Begin

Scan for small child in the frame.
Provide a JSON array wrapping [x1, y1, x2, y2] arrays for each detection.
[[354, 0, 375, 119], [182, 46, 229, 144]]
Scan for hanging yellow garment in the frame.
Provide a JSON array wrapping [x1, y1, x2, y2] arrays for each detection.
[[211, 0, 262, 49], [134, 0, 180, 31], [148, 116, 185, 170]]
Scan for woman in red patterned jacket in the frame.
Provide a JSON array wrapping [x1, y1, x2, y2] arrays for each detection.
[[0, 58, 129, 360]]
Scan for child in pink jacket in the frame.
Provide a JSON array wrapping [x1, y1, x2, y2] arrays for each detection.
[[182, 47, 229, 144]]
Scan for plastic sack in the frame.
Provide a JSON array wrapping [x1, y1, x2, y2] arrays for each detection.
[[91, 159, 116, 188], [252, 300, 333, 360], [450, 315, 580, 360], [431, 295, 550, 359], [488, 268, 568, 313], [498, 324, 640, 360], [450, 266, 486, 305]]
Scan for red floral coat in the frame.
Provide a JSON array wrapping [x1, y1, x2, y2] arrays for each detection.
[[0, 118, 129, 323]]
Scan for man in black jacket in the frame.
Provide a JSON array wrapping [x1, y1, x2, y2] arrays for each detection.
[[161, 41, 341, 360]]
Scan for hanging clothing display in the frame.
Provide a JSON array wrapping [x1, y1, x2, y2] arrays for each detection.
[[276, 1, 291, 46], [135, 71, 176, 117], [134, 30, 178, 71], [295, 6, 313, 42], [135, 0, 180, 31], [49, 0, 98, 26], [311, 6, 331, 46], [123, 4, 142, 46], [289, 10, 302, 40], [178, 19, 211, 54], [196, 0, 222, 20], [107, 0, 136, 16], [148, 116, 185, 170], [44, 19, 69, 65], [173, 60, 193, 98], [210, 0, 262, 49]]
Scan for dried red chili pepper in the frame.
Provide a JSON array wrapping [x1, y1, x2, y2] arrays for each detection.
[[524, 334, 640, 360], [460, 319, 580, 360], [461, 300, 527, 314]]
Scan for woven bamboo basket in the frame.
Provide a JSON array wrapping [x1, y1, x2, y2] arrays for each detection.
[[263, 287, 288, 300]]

End

**Prompt:** Put the lines above into a two-column CSV headed input and output, with one row per answer: the input field holds the text that comes before that answer, and the output field holds the answer. Put each field in quotation marks and turn its line breaks into spaces.

**Task answer:**
input,output
"Scan for small child in the frame. Provide a JSON array wrapping [x1, y1, x2, y2] arrays for each detection.","[[354, 0, 375, 119], [182, 46, 229, 144]]"
"Scan for hanging yellow garment in the frame. Provide a JSON array wrapping [x1, y1, x2, y2] arrays for each detection.","[[211, 0, 262, 49], [134, 0, 180, 31], [148, 116, 185, 170]]"
"Scan for woman in red patterned jacket in the frame. Provide a JSON array wrapping [x1, y1, x2, y2] arrays for each detection.","[[0, 58, 129, 360]]"
"Scan for child in pink jacket in the frame. Provide a JSON array wrapping [x1, y1, x2, y2] arrays for each detection.","[[182, 47, 229, 144]]"
"Scan for plastic sack in the frame. Provide a JSON array wrapping [x1, y1, x2, y2] arrays for each detection.","[[91, 159, 116, 188], [252, 300, 333, 360], [450, 315, 580, 360], [431, 295, 550, 359], [488, 268, 568, 313], [498, 324, 640, 360], [450, 266, 486, 305]]"
"Scan for red floral coat in the frame. Provide a JSON array wrapping [x1, y1, x2, y2] arrays for each detection.","[[0, 118, 129, 323]]"
"Scan for man in black jacket in the frame. Provide a JSON array wrapping [x1, y1, x2, y2] arrays for each detection.","[[161, 41, 341, 360]]"
"Scan for hanging clothing display in the frame. Provide a JSON array wrapping [x1, y1, x2, y2] arrays for each detection.","[[276, 1, 291, 46], [135, 71, 176, 117], [134, 30, 178, 71], [295, 6, 313, 42], [135, 0, 180, 31], [49, 0, 98, 26], [311, 6, 331, 46], [123, 4, 142, 46], [289, 10, 302, 40], [178, 19, 211, 54], [196, 0, 222, 20], [107, 0, 136, 16], [148, 116, 185, 170], [44, 19, 69, 65], [173, 60, 193, 98], [210, 0, 262, 49]]"
"Scan for dried red chili pepper in the frame. Provide a JSON array wrapping [x1, y1, x2, y2] arrays for each detection.","[[524, 334, 640, 360], [460, 319, 580, 360], [461, 300, 527, 314]]"
"Scan for woven bamboo basket in the frame. Provide a JSON array wrapping [x1, y1, x2, y2] arrays for each detection.","[[263, 287, 288, 300]]"